Task to carry out -
The records that follow should be copied in full, exactly as they read.

Records provided -

════════

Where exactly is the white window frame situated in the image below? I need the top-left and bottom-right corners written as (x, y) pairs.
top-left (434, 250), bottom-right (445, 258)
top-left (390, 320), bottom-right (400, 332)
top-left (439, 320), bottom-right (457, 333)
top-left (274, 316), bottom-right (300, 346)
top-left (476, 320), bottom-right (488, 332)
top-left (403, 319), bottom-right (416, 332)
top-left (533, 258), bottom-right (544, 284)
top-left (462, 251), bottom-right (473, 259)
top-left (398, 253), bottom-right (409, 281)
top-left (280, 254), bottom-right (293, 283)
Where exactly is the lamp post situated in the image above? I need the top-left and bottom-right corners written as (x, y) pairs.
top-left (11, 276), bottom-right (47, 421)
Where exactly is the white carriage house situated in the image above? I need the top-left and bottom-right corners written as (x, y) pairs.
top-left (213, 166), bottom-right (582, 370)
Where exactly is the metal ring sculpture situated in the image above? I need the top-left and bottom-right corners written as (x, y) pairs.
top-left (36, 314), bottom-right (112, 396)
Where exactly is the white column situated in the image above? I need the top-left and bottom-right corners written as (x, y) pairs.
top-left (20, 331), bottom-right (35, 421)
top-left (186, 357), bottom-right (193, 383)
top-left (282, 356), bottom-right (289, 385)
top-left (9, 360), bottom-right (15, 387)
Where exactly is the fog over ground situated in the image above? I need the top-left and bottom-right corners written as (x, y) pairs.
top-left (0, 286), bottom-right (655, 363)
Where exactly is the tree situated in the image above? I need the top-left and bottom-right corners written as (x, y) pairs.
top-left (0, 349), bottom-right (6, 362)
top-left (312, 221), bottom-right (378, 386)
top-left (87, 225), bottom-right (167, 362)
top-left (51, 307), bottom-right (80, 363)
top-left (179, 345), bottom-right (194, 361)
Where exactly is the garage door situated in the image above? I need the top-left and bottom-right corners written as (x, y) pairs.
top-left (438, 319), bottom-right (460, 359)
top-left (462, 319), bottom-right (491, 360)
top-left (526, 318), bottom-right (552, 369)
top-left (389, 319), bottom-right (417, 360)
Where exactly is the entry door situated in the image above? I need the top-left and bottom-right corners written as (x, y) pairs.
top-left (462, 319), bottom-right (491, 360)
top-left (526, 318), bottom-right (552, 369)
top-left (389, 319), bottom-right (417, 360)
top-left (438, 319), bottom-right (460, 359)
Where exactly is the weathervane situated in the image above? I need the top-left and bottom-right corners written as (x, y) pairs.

════════

Answer to this task -
Where exactly is the white window frame situated in the image below? I need the top-left and bottom-right corners written as (x, y) pairs.
top-left (434, 250), bottom-right (445, 258)
top-left (390, 320), bottom-right (400, 332)
top-left (439, 320), bottom-right (457, 333)
top-left (274, 316), bottom-right (300, 346)
top-left (476, 320), bottom-right (488, 332)
top-left (403, 319), bottom-right (416, 332)
top-left (533, 258), bottom-right (544, 284)
top-left (462, 251), bottom-right (473, 259)
top-left (398, 253), bottom-right (409, 281)
top-left (280, 254), bottom-right (293, 283)
Where exactly is the lamp post situated in the image above? I need the top-left and bottom-right corners written as (x, y) pairs.
top-left (11, 276), bottom-right (47, 421)
Where exactly is the white carriage house situated in the image above? I need the top-left and bottom-right corners written as (x, y) pairs.
top-left (213, 166), bottom-right (582, 370)
Where exactly is the metal ring sculpture situated in the image above? I need the top-left and bottom-right corners written as (x, y) pairs.
top-left (36, 314), bottom-right (112, 396)
Where exactly is the white column situated in the image above? I need the top-left and bottom-right corners written as (x, y) pairs.
top-left (20, 331), bottom-right (35, 421)
top-left (186, 357), bottom-right (193, 383)
top-left (282, 356), bottom-right (289, 385)
top-left (9, 360), bottom-right (15, 387)
Where exactly is the fog over ground situated in the image above? I need the top-left and bottom-right corners written as (x, y) pairs.
top-left (0, 286), bottom-right (655, 363)
Where exactly is the tree situated in the image above? I need the top-left and bottom-right corners written as (x, y) pairs.
top-left (0, 349), bottom-right (6, 362)
top-left (312, 221), bottom-right (378, 386)
top-left (87, 225), bottom-right (167, 362)
top-left (51, 307), bottom-right (80, 363)
top-left (179, 345), bottom-right (194, 361)
Where exactly is the garage door situated in the image above? I need the top-left and bottom-right corners written as (x, y) pairs.
top-left (438, 319), bottom-right (460, 359)
top-left (462, 319), bottom-right (491, 360)
top-left (526, 318), bottom-right (552, 369)
top-left (389, 319), bottom-right (417, 360)
Where exactly is the entry door situated in the image above? I need the top-left and bottom-right corners written as (x, y) pairs.
top-left (462, 319), bottom-right (491, 360)
top-left (526, 318), bottom-right (552, 369)
top-left (389, 319), bottom-right (417, 360)
top-left (438, 319), bottom-right (460, 359)
Where exactly is the weathervane situated in the image above? I need the top-left and bottom-right corners written as (x, y) pairs.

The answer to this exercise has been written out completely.